▶ _Extracted entries_:
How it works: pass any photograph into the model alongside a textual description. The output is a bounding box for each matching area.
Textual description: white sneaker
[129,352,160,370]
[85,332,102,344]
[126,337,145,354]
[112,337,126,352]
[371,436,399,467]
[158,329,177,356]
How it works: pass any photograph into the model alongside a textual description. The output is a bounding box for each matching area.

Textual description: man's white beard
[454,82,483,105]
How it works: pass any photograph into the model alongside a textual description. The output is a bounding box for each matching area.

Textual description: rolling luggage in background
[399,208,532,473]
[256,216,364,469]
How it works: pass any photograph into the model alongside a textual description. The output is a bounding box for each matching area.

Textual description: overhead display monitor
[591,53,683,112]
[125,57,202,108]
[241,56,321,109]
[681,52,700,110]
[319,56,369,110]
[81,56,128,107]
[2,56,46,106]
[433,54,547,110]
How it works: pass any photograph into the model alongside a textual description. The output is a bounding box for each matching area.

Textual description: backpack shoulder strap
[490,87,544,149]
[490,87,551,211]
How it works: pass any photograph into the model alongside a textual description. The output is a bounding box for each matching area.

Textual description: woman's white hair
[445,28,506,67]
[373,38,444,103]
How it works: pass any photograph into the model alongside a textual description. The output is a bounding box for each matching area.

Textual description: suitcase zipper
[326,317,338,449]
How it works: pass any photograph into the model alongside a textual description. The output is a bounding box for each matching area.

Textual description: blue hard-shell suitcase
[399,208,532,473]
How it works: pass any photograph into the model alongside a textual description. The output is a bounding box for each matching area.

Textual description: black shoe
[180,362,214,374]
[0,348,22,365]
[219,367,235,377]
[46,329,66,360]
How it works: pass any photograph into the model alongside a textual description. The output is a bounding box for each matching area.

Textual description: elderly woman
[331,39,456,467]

▶ _Exercise task_: How many lines in the rows above contain the string "suitcase", where uppercase and lowercase letters count as different? Reply with only the number.

▶ _Problem solution_: 2